Extracted entries:
--- START ---
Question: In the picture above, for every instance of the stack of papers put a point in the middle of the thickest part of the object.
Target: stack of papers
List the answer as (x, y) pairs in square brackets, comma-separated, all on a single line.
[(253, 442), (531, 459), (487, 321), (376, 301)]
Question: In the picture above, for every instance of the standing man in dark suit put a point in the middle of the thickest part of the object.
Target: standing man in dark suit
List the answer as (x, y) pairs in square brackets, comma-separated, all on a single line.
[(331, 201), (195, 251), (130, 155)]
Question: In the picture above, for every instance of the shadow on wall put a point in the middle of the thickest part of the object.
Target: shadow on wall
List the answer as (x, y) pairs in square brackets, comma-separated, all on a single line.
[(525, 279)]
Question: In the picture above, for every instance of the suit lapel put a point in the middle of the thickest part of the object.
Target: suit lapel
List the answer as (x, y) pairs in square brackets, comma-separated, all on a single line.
--- END ---
Stated task:
Rewrite all of the material above, replacing "thickest part" with "widest part" and leaving everything else unchanged.

Complete output:
Question: In the picture above, for every instance of the stack of papers put a point in the middle of the widest part of the object.
Target: stack of papers
List the answer as (x, y) pairs in square brackets, comma-separated, all on a single line.
[(253, 442), (531, 459), (487, 321), (376, 301)]
Question: In the picture above, for every instance of the standing man in dark suit put a point in the middle of the widest part of the object.
Target: standing man in dark suit
List the answer as (x, y) pairs in square brackets, comma-separated, all on a single line.
[(331, 201), (195, 251), (130, 155)]
Question: In the picture above, for every instance of the shadow on wall put a point in the middle of the widest part of the object.
Target: shadow on wall
List the answer as (x, y) pairs in square brackets, comma-separated, all on a single line.
[(525, 279)]
Question: In the picture above, for every instance of the suit lapel put a point in the middle of the widest part of the object.
Target: suit lapel
List the answer as (x, y) pairs in square brackets, comma-separated, all on a single line.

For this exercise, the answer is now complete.